On March 4 1992, Whippie was born into a litter of 9 black labs. His Mother was a first time Mom, an oversized black Lab. His Dad was also a first time father, a chocolate with beautiful amber eyes. When the pups were a week old my husband, 10 year old son and l went to see them. It was hard to make the choice, but we settled on a very large female. I tried to talk my husband into taking 2 pups but he, having grown up dog-deprived, was unsure of this. So we settled on the female: a beautiful, big black girl. Her name is Dakota Lee.
Whippie’s life didn’t start out very well from the first. At 3 weeks old, the pups were transferred from a small bedroom to an enclosed room off the back of the kitchen. The stairs to the basement of the house were located in this room and had been, the breeder thought, puppy-proofed. At 3 weeks old, Whippie somehow squeezed himself between the fencing and the banisters and took a fall down a flight of stairs, landing belly first on a cement floor. After being x-rayed and examined by the vet, the breeder kept a very close eye on him for the next 4 weeks. Surely the angels were with that wee guy, as he didn’t have one problem. Whippie was chosen by a man who wanted a lab and said he had a great wife and 2 great kids who would love the dog.

▸ **Task list**:
1. In the story about Whippie, what color was Whippie's father?
2. Reproduce the passage from the story about Whippie word for word, starting with "Whippie’s life didn’t" and going on through "love the dog.".
3. Carry the story of Whippie's puppyhood forward from its last sentence.

▸ **Records supplied**:
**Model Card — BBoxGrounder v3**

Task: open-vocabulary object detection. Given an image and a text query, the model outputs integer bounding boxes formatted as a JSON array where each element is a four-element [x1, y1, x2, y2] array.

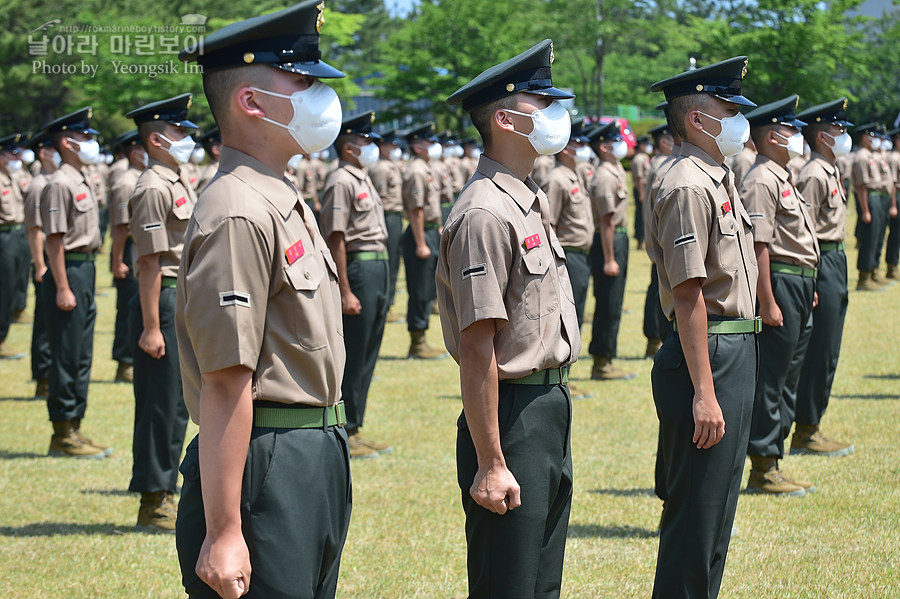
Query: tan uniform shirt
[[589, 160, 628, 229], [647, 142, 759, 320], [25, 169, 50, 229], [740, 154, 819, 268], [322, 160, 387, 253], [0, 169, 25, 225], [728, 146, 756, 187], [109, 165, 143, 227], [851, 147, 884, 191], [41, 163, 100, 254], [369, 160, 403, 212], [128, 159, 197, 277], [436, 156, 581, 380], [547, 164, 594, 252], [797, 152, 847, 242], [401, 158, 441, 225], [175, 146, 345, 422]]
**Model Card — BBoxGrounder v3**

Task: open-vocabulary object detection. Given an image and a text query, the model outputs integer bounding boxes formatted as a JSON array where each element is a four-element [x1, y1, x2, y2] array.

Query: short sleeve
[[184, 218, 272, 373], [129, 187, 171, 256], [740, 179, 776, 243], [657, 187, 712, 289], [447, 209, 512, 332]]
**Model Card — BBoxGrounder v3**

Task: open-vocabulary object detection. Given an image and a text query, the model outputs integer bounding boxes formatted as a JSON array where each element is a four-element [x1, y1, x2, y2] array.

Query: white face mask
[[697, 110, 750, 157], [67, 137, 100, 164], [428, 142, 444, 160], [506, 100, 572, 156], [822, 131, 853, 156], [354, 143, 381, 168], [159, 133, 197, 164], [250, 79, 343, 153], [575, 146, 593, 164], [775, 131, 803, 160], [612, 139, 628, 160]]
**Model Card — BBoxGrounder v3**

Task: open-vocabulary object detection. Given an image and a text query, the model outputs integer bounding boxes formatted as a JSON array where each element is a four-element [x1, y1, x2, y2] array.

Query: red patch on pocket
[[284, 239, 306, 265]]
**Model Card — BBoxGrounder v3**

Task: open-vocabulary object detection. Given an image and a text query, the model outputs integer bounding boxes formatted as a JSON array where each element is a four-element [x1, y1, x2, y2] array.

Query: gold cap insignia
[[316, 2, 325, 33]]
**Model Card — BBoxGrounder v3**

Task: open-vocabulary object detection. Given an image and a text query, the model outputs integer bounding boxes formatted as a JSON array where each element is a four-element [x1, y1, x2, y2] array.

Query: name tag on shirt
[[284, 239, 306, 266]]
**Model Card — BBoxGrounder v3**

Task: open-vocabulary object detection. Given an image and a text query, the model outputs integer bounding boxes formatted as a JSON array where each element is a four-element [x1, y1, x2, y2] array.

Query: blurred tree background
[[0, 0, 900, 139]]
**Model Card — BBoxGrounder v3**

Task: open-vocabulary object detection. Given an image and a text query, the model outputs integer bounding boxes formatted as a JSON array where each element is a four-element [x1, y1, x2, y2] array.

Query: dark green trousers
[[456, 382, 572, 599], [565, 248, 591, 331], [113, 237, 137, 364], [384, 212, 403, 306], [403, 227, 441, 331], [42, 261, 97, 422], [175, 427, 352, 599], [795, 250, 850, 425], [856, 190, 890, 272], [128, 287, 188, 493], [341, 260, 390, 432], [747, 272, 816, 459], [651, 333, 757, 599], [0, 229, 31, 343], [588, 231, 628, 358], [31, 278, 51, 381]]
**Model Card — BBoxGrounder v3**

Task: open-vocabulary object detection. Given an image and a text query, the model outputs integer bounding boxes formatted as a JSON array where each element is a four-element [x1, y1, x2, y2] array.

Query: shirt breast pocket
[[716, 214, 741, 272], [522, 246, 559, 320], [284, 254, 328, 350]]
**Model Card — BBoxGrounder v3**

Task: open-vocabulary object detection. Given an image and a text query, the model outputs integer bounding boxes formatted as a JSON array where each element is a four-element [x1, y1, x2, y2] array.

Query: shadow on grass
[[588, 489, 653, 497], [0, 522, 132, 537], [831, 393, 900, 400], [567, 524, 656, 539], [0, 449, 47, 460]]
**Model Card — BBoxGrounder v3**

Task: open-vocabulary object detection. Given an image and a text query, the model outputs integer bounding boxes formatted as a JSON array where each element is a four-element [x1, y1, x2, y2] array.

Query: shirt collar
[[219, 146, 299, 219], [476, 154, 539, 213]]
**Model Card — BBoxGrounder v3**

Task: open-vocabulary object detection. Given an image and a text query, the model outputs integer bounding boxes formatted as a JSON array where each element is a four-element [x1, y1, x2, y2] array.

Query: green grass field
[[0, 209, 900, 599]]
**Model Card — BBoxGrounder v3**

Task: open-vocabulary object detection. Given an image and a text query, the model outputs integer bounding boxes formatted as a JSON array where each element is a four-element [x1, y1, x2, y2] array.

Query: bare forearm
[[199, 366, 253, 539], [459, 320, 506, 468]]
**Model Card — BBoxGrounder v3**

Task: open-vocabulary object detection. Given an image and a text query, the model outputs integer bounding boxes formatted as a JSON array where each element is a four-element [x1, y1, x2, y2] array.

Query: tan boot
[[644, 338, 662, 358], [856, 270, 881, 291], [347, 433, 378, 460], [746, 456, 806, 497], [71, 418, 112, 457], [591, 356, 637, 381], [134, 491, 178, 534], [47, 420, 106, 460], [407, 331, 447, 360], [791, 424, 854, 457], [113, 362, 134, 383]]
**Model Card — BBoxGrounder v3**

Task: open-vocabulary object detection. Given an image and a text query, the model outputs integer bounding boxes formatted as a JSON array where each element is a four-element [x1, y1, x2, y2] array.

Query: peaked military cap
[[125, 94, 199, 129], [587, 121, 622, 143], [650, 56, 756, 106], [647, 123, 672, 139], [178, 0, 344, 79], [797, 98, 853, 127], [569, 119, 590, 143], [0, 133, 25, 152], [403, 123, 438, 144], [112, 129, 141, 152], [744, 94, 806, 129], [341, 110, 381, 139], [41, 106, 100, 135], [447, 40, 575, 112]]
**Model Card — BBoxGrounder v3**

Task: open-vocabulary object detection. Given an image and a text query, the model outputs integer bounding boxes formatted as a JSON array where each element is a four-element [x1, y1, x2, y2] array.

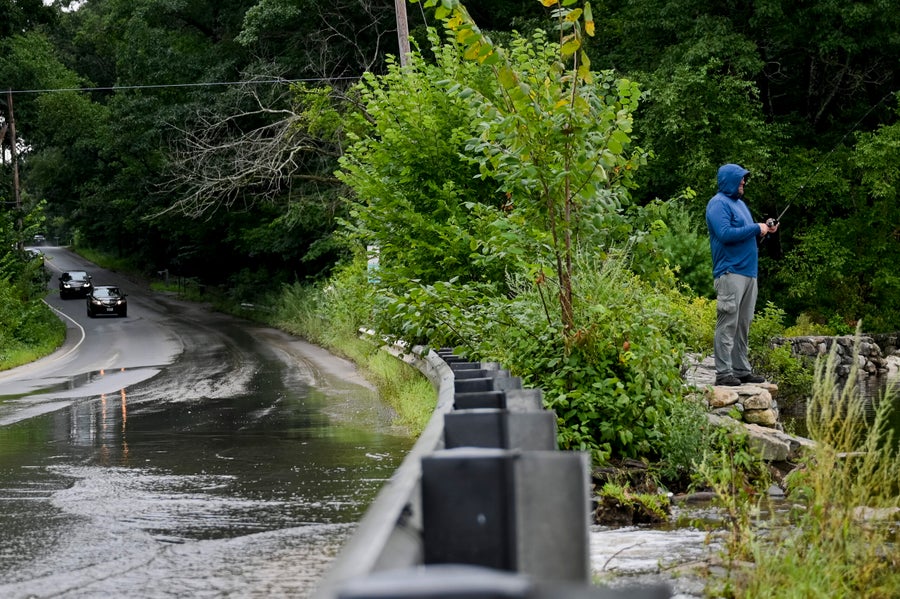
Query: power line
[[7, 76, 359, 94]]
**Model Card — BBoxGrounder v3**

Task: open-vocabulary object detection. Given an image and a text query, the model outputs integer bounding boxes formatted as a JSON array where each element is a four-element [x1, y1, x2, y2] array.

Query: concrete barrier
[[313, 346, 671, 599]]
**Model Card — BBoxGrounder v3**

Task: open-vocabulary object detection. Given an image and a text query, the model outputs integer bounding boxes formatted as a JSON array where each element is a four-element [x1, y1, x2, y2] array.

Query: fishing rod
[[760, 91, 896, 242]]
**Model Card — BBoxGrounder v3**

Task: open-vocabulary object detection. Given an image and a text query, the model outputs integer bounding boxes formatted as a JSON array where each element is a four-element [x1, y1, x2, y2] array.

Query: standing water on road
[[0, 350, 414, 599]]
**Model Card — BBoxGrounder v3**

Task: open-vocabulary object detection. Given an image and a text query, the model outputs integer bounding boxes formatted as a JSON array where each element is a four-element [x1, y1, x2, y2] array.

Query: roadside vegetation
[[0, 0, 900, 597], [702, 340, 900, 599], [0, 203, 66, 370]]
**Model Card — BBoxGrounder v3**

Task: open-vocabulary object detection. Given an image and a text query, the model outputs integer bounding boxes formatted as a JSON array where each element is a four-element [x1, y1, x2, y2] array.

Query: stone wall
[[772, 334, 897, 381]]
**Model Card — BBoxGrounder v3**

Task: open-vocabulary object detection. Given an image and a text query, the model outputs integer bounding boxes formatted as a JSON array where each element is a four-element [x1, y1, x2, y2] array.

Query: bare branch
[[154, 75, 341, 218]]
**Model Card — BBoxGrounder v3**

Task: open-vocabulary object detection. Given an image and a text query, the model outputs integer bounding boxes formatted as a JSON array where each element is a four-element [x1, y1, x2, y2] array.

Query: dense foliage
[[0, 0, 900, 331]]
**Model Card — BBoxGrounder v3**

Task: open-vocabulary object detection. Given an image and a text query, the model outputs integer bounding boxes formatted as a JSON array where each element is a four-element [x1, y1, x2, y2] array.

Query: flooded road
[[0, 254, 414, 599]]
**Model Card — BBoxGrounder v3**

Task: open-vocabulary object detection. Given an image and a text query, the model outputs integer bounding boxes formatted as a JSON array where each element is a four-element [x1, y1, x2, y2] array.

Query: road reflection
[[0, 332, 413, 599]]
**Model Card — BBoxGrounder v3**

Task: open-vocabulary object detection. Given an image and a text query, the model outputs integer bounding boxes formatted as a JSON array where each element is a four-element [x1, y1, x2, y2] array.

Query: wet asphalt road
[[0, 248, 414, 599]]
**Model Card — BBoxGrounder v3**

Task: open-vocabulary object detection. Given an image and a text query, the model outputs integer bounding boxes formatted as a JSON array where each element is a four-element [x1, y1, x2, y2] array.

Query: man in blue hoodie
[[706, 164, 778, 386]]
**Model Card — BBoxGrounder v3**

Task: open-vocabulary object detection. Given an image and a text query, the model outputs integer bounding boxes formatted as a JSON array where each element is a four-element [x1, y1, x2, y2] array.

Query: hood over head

▸ **Answers for this exercise**:
1. He was a chocolate Lab with amber eyes.

2.
Whippie’s life didn’t start out very well from the first. At 3 weeks old, the pups were transferred from a small bedroom to an enclosed room off the back of the kitchen. The stairs to the basement of the house were located in this room and had been, the breeder thought, puppy-proofed. At 3 weeks old, Whippie somehow squeezed himself between the fencing and the banisters and took a fall down a flight of stairs, landing belly first on a cement floor. After being x-rayed and examined by the vet, the breeder kept a very close eye on him for the next 4 weeks. Surely the angels were with that wee guy, as he didn’t have one problem. Whippie was chosen by a man who wanted a lab and said he had a great wife and 2 great kids who would love the dog.

3.
Being a small town, the breeder was able to keep an eye on where he went. When the man took “Midnight” home to his big, beautiful, new home, the wife was horrified with this unwanted surprise. He spent his first 3 months living in the garage, allowed only into the kitchen to eat. At the age of 3 months, he was cast out into a pen at the very back of their large yard, where he was ignored, teased and tormented by the man’s children. The breeder saw this unfolding and contacted the man several times. She threatened, begged, offered to buy the dog back, but the owner felt that since he had paid for him, he could do as he pleased.
Christmas of 1993 rolled around, and the breeder ran into the man’s wife at our local grocery store. When she asked her how “Midnight” was the woman said, “The stupid dog got out of his pen and ran away 3 weeks ago.” The breeder asked her if she had called the SPCA, and the reply was “NO, l don’t care where he is, and l don’t want him back.” The breeder stopped at the shelter on her way home, but they hadn’t picked him up at that point. On New Year’s Day, she learned that “Midnight” might be at the SPCA. A look in the window confirmed that it might be him. She called me that night, and we started networking to form what became the “Save the Whipple” (a name she had called this pup when she had him) campaign. I went up to the shelter on Jan. 3rd to have a look at this poor guy and fell immediately in love.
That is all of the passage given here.